WHAT IS EXPECTED | The copy you give must match the listing below exactly and contain no pictures.

* * *

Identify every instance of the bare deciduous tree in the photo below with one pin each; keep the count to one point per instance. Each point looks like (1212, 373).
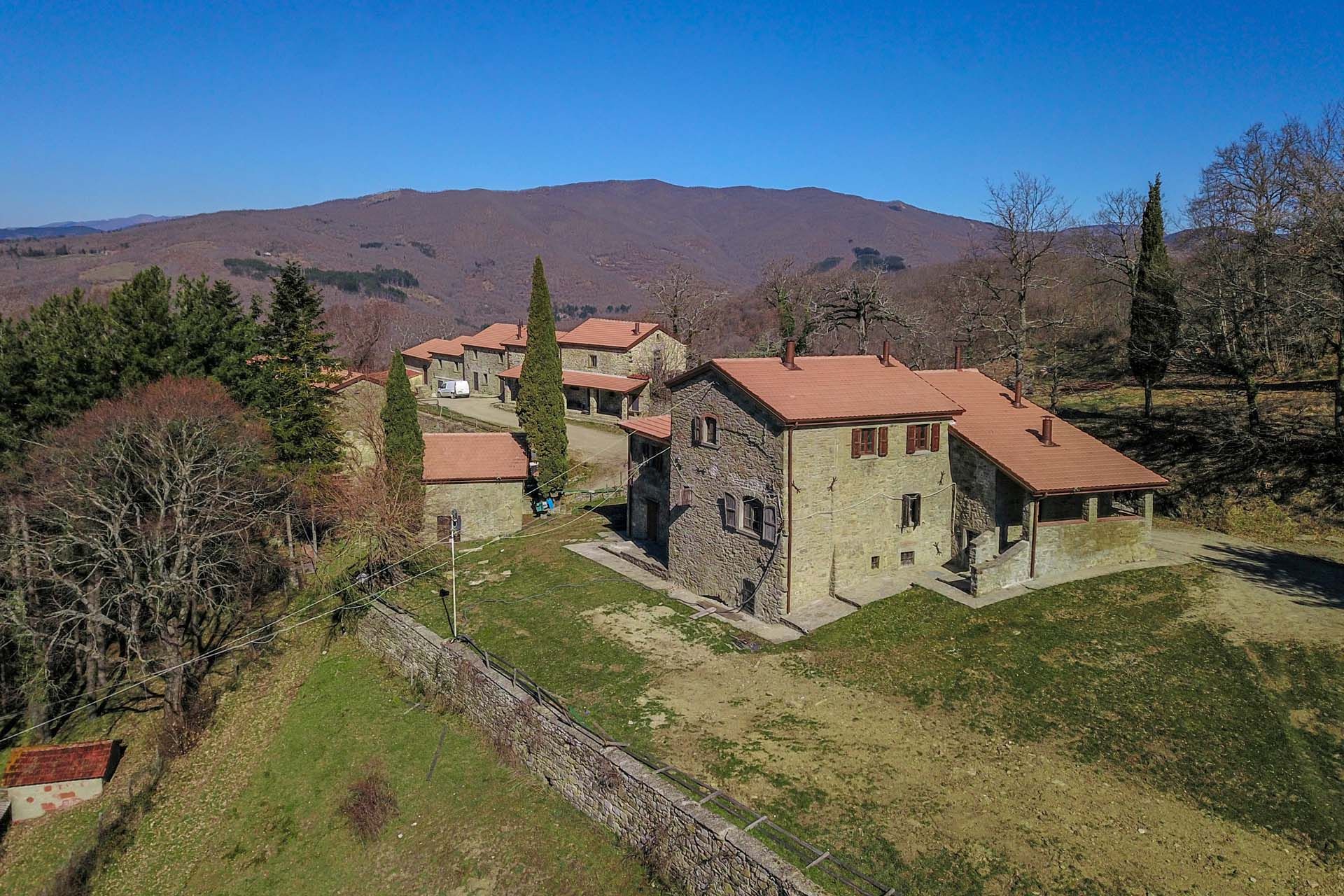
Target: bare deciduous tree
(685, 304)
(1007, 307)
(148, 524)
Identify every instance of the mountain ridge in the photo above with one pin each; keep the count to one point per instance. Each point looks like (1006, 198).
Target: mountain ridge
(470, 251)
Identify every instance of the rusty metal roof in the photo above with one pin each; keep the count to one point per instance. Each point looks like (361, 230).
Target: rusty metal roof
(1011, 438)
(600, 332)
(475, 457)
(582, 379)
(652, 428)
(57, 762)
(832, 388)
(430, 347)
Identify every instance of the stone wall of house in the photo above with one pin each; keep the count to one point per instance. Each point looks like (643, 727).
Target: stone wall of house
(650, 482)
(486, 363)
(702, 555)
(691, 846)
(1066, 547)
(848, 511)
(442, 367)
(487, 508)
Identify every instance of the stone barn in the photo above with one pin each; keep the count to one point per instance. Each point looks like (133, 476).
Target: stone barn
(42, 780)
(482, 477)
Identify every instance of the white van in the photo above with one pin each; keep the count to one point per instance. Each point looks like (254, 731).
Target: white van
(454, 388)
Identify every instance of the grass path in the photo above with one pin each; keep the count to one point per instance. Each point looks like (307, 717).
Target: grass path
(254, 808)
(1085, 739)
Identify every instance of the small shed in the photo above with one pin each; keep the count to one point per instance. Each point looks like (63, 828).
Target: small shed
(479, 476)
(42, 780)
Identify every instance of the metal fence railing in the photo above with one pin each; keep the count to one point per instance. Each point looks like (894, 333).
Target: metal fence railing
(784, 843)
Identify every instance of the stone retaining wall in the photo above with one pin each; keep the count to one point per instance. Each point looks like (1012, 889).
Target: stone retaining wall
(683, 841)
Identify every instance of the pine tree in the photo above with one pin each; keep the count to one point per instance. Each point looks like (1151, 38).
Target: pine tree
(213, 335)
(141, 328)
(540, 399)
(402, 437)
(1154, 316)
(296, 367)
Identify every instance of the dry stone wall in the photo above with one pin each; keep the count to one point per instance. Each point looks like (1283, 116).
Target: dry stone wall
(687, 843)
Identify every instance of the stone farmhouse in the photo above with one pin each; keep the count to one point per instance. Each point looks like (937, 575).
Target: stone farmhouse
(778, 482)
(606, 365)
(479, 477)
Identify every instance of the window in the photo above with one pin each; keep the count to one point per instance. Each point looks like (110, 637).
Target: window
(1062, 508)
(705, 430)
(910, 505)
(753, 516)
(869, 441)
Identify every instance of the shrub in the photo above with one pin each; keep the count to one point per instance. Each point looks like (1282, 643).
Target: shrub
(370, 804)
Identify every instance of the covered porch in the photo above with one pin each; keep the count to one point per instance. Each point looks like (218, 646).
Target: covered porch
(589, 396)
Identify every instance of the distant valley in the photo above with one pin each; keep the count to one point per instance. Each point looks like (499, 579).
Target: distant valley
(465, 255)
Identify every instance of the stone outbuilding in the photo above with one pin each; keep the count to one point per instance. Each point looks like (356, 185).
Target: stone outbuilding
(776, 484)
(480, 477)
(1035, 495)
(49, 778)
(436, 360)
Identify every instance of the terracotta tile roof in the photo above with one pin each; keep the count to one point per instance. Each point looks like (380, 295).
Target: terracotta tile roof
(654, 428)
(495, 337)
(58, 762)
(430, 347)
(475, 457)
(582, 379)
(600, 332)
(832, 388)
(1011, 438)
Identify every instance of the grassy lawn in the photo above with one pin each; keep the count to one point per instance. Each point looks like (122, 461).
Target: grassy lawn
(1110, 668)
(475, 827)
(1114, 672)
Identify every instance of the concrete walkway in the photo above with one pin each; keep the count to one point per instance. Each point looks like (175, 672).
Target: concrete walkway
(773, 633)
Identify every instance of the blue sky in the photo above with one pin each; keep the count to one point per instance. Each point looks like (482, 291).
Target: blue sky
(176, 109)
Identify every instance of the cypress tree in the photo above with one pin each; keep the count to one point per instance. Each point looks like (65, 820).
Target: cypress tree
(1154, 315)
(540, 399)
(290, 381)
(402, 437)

* * *

OUTPUT FOR THIS EXERCISE |
Identify every instance of the bare deciduous tree in the photo below with one pin each; keep the count to one point per instance. Each point looks like (1212, 373).
Target: bare deciduous tree
(685, 304)
(1007, 307)
(148, 524)
Identify every instance of the mountain ridge in the photo above with one pin each; keep the count to one point per instance. Each point looks like (1006, 198).
Target: mountain ridge
(470, 251)
Identify every instance of the rusty metal roof in the photo above with one pin each; keep the count to one point per instance. Each point looks like (361, 230).
Target: rusty metal roof
(1011, 438)
(600, 332)
(475, 457)
(582, 379)
(652, 428)
(57, 762)
(832, 388)
(430, 347)
Identify every instance of the stone wall of house in the photo above with one pin each; keep the count to one point per instance. Each point looks like (643, 727).
Target: stone wall of house
(650, 482)
(486, 363)
(702, 555)
(691, 846)
(1066, 547)
(848, 511)
(442, 367)
(487, 508)
Identify every instance of the stone barn in the photo above with one pin each; keep the count to one point per instance. Each point looks like (133, 476).
Target: stone barn
(42, 780)
(482, 477)
Identify every instance of the white van in the photo above with one pin each; keep the count to one point per instance. Each point looks like (254, 731).
Target: white van
(454, 388)
Identify every instance of the grass path in the photo above with one pin each; keep the count to one point per instance. Each point looks like (307, 717).
Target: grass path
(254, 808)
(1085, 739)
Identify every instance of the small shed in the photo above with one pin each; keep the count to one point per instance. Each point looks like (63, 828).
Target: small shed
(479, 476)
(42, 780)
Identify every instance of the metal fence railing in the photo above with one pin each; keep the count to one point per instance. Each point looks like (894, 333).
Target: metal fence railing
(784, 843)
Identify every instance of the stone retaining wall in the photo above with one pin each; keep the count to one point per instance. Each point looks like (1012, 889).
Target: stone retaining wall
(683, 841)
Identify every instance of the pine tree in the photo above with one pin each; keep the count to one point per instance. Each point looks like (1151, 38).
Target: pine tree
(213, 335)
(141, 328)
(540, 399)
(402, 437)
(1154, 316)
(296, 367)
Identify every instance of the dry stone wall in the photo above with one pin each; keep the count to one point per instance. Each point looks like (1283, 116).
Target: dry stone wall
(687, 843)
Identify every instance of the stone farmhouse in the photo above with one pin each; keep the count to one point per instance. Each point looks like (937, 575).
Target: stone farmhouse
(778, 482)
(606, 365)
(479, 477)
Identify every instance of the window in the photo above with one pin each; keep the count to one point per instance. Each point looks like (110, 637).
Target: window
(1062, 508)
(705, 430)
(910, 505)
(753, 516)
(869, 441)
Identify every instance of the shrub in the photo above with one pin each; keep the count to one point per instance. Each point looks like (1282, 643).
Target: shrub
(370, 804)
Identify every instance of the covered porch in the photo above with one pin each; keep the count to one point per instance. Each point looks like (218, 646).
Target: covered porch
(589, 396)
Identify every instance of the distant valley in the photo above with one pin each; keep the count to one point per instance. Each point looks like (499, 579).
Target: distant valley
(465, 255)
Identify every instance of the stone outbuilding in the photo above with one pin each; keep the count to one point per instance. Each point looks like (356, 185).
Target: stone outbuilding
(776, 484)
(480, 477)
(1035, 495)
(49, 778)
(436, 360)
Identify every instance of the terracotta tile roof in the photo above with one pin each; keep the count to one point per instance. Each point looks like (380, 295).
Target: terracotta tile roof
(654, 428)
(495, 337)
(58, 762)
(430, 347)
(475, 457)
(582, 379)
(600, 332)
(832, 388)
(1011, 438)
Identify every instance of the grassy lawn in the photo above with one pin each; keep the count to one point per instance. Each point looks like (122, 461).
Target: grassy lawn
(1110, 668)
(475, 827)
(1114, 672)
Identify every instance of the concrete walkway in the photo above with one pin each; keep the count to one point per instance. Each point looks like (175, 672).
Target: concrete walkway
(773, 633)
Identify every instance of the blue sky in the photo above with one pin each; keep the count to one point per instance. Each point looks like (482, 291).
Target: blue sky
(176, 109)
Identify every instance of the cypress tree in the photo above with one pin each; keep the count to one point per instance. Each point looks like (65, 820).
Target: cypress tree
(1154, 315)
(540, 399)
(290, 381)
(402, 437)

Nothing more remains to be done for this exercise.